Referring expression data
= = = = = = =

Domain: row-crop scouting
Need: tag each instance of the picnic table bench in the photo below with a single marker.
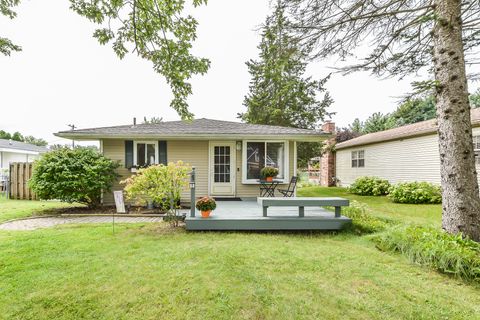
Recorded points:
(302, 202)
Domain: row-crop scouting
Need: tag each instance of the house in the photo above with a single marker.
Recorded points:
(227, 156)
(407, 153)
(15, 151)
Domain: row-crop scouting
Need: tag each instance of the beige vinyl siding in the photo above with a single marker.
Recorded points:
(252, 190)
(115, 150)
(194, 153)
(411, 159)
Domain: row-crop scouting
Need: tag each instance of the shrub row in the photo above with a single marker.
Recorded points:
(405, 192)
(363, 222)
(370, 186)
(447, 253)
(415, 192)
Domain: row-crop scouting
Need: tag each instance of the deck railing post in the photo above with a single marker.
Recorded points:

= = = = = = =

Work instruction. Look through the records and give only the number of lines where the string "above" appears.

Solution for this problem. 4